Object point labels:
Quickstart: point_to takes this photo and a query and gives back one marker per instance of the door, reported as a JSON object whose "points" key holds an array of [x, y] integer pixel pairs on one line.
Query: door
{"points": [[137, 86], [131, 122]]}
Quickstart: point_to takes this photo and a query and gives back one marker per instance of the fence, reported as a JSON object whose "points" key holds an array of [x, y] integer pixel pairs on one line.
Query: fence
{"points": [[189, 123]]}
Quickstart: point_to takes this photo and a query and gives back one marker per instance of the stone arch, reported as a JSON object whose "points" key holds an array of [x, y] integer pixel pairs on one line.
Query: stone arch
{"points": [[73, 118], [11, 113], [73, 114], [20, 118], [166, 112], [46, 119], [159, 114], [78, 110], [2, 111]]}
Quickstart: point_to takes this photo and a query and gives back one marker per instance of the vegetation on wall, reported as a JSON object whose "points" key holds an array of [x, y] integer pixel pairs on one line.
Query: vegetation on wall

==

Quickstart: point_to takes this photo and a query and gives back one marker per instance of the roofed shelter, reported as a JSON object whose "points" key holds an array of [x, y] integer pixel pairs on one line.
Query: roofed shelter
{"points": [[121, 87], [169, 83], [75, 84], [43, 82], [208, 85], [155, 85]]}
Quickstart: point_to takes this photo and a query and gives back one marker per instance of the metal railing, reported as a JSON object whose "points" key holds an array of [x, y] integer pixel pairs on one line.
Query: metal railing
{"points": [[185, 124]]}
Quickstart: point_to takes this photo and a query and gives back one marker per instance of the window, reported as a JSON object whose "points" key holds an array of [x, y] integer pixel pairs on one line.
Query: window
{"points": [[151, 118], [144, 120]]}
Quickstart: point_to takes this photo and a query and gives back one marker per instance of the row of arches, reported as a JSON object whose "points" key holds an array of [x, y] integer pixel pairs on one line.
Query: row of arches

* * *

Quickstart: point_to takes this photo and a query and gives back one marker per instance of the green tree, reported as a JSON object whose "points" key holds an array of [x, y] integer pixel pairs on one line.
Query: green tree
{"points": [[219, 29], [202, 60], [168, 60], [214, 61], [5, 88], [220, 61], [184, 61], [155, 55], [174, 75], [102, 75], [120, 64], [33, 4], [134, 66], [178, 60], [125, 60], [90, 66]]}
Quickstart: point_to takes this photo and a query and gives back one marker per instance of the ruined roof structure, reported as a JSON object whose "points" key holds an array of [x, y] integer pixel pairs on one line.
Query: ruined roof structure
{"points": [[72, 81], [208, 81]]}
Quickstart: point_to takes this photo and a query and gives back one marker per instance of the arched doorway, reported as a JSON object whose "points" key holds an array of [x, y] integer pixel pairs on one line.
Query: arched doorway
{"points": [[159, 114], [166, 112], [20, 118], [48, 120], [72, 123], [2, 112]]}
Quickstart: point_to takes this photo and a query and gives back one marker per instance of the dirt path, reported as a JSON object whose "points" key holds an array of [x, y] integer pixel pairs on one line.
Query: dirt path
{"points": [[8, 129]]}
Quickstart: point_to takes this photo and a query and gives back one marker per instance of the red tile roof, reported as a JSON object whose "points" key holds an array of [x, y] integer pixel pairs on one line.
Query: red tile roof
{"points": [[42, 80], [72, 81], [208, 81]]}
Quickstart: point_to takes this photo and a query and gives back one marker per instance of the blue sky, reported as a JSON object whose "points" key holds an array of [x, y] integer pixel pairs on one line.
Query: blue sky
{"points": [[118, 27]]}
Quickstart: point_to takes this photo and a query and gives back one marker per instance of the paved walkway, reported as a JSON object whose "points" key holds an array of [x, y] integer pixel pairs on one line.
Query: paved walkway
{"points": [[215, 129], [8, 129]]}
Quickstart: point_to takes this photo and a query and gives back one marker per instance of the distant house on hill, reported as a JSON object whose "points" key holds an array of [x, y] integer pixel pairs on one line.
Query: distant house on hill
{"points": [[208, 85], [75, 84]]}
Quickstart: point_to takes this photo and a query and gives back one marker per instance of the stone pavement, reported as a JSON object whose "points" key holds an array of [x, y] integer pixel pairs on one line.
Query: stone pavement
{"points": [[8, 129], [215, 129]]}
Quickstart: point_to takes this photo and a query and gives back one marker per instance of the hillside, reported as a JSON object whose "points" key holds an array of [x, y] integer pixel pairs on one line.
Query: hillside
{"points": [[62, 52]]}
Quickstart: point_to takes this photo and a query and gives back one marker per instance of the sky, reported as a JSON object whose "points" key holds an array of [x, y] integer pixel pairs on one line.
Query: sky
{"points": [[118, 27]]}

▶ **Exercise details**
Reproduce the records from the line containing "the door, reported" through the line containing "Query: vegetation on wall", keeping every line, the requests included. Shift each x and y pixel coordinate in the point lists by adding 122 to it.

▶ **The reply**
Quickstart: point_to takes this photo and a query and gives back one marker per instance of the door, reported as a JSON object whose "points" key holds an array of [x, y] integer pixel pairs on one line.
Query: door
{"points": [[259, 208], [253, 244]]}
Quickstart: point_to takes this photo and a query and gives back one marker per instance of the fence, reported as a JSON object whose "points" key holds an array of [x, y] integer pixel pairs on one line.
Query: fence
{"points": [[311, 245]]}
Quickstart: point_to takes this photo and a query and gives back one marker per instance of the stone arch, reported as a JSON object whose "points" key holds an array of [x, y] integer pixel pairs on one line.
Query: stone arch
{"points": [[195, 240], [133, 235], [195, 236], [142, 240], [288, 234], [168, 241], [281, 236], [200, 232], [124, 233]]}
Quickstart: point_to takes this photo and a query and gives back one marker per instance of the vegetation on wall, reported as a JSON object whose "points" key holds an array of [x, y] integer pixel pairs on one line.
Query: vegetation on wall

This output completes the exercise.